• **WHAT THE EXERCISE ASKS**: Your output must consist solely of the lines from the one containing "[trace] window with white trim" through the end of the records, reproduced exactly.

Part of a data file
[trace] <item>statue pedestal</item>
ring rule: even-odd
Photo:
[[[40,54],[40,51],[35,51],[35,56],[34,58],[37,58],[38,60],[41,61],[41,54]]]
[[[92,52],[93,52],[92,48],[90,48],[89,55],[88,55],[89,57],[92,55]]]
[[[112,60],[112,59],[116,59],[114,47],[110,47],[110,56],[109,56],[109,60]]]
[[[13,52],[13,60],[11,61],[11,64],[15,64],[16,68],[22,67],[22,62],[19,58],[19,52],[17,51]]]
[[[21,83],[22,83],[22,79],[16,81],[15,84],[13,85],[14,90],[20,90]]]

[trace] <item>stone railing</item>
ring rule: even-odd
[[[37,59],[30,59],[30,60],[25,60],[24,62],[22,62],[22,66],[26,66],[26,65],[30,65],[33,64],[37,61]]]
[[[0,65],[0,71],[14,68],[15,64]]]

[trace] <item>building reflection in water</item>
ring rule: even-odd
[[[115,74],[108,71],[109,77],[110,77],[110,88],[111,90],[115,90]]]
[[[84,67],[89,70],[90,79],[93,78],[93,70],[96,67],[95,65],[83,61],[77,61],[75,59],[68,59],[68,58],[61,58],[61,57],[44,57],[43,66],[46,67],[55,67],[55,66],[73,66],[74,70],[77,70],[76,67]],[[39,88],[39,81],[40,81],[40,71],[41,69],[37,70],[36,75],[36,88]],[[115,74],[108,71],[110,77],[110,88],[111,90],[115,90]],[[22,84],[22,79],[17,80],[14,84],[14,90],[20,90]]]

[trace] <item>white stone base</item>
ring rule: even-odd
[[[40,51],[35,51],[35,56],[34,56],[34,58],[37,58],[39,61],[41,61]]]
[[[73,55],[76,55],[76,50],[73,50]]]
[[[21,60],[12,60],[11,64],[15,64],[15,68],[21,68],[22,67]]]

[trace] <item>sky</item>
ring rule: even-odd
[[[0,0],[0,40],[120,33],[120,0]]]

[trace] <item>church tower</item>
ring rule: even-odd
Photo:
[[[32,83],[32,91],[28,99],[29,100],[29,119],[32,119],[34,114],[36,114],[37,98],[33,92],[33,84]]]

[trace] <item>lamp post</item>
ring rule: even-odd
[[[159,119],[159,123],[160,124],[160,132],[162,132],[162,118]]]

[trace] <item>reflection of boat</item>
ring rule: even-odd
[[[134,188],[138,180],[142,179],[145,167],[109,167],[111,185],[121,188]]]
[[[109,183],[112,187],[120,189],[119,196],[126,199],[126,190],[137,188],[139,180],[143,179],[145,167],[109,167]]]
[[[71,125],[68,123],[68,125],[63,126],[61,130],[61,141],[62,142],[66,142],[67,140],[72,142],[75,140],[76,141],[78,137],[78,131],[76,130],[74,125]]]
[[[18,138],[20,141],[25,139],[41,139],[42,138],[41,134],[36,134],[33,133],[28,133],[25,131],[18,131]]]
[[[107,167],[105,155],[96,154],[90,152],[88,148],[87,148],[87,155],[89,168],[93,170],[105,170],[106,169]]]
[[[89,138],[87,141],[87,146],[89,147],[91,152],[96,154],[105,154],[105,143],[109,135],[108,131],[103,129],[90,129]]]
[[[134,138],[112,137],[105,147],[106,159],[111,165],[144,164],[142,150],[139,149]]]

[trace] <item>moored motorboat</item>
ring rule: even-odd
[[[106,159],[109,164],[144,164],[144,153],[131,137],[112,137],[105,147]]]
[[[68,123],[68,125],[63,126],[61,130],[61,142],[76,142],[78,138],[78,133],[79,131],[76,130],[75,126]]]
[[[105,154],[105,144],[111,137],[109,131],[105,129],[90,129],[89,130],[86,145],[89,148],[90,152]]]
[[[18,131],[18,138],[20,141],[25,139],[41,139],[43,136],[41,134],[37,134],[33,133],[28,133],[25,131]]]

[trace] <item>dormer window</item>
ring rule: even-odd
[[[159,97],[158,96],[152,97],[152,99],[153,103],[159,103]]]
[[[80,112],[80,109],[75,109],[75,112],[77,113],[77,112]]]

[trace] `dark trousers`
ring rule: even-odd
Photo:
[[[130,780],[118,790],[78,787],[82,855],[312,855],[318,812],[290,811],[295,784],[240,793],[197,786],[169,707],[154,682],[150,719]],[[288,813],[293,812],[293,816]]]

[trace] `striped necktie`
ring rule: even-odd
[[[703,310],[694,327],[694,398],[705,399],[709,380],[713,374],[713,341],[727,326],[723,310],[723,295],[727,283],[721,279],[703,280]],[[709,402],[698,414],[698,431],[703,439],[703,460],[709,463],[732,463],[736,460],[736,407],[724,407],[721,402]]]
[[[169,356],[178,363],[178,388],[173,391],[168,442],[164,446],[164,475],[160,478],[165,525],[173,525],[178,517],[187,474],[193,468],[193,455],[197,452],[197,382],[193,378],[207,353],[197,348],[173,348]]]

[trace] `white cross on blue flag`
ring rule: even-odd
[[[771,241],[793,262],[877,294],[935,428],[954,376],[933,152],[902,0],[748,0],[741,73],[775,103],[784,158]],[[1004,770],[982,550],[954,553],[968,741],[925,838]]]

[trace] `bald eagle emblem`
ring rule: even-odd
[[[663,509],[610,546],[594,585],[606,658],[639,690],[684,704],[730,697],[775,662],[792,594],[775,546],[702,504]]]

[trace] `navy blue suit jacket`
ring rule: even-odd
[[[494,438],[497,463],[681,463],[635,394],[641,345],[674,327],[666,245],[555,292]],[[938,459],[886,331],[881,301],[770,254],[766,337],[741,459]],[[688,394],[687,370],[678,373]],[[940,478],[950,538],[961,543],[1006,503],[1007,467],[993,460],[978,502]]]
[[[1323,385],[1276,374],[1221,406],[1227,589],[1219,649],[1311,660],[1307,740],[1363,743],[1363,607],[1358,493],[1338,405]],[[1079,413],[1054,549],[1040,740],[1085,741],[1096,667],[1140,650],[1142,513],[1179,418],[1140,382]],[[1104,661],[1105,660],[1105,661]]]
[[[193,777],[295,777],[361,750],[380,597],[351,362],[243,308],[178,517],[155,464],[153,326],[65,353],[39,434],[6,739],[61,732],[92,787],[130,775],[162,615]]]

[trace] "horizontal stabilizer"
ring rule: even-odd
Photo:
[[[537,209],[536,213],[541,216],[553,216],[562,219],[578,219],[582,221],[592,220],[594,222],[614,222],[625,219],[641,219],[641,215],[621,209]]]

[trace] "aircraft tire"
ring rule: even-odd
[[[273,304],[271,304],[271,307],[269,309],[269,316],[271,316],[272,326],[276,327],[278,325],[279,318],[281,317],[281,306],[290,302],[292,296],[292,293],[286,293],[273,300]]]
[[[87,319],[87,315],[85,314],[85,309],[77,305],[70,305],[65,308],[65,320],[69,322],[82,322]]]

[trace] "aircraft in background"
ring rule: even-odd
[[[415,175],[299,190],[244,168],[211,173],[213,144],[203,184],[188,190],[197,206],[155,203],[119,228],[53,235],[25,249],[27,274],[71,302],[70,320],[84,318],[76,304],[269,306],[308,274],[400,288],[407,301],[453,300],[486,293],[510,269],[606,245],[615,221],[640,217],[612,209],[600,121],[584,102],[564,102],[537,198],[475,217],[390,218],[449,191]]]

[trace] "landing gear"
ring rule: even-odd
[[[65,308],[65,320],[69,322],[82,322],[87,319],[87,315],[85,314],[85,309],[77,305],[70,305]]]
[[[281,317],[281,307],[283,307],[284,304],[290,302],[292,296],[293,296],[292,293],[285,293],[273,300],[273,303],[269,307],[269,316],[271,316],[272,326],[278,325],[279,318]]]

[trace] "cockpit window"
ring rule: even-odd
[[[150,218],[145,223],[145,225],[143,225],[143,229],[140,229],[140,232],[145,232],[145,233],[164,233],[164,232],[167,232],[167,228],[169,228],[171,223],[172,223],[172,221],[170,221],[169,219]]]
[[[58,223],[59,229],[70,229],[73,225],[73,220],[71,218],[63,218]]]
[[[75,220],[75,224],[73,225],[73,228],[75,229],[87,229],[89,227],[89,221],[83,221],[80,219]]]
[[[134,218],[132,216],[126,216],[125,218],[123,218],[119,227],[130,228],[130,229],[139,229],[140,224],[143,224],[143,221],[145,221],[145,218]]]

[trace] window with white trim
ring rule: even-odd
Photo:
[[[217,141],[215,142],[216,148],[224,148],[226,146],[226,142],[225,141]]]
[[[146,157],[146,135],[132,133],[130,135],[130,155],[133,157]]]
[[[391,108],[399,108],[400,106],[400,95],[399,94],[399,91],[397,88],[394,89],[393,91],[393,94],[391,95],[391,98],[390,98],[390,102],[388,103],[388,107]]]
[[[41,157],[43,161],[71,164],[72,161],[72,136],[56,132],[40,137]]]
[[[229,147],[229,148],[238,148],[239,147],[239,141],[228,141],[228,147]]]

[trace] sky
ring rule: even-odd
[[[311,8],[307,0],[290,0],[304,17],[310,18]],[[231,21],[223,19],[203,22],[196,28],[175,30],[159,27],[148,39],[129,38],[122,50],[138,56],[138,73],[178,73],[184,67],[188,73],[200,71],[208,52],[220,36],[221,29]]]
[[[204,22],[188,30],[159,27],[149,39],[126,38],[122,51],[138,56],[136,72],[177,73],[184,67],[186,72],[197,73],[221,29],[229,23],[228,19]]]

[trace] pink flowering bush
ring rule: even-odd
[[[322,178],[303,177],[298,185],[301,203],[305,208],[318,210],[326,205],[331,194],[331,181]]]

• **FINISHED ANSWER**:
[trace] window with white trim
ring rule: even-odd
Photo:
[[[217,141],[215,142],[216,148],[224,148],[226,146],[226,142],[225,141]]]
[[[146,157],[146,135],[132,133],[130,135],[130,155],[133,157]]]
[[[391,108],[399,108],[400,106],[400,95],[399,94],[399,91],[397,88],[394,89],[393,91],[393,94],[391,95],[391,98],[390,98],[390,102],[388,103],[388,107]]]
[[[41,157],[43,161],[71,164],[72,161],[72,136],[56,132],[40,137]]]
[[[229,147],[229,148],[238,148],[239,147],[239,141],[228,141],[228,147]]]

[trace] sky
ring rule: even-odd
[[[311,8],[307,0],[290,0],[304,17],[310,18]],[[231,21],[223,19],[203,22],[196,28],[175,30],[159,27],[148,39],[129,38],[122,50],[138,56],[138,73],[178,73],[184,67],[188,73],[200,71],[208,52],[220,36],[221,29]]]
[[[204,22],[188,30],[159,27],[149,39],[126,38],[122,51],[138,56],[136,72],[177,73],[184,67],[186,72],[197,73],[221,29],[229,23],[228,19]]]

[trace] pink flowering bush
ring rule: even-odd
[[[322,178],[303,177],[298,185],[301,203],[305,208],[318,210],[326,205],[331,194],[331,181]]]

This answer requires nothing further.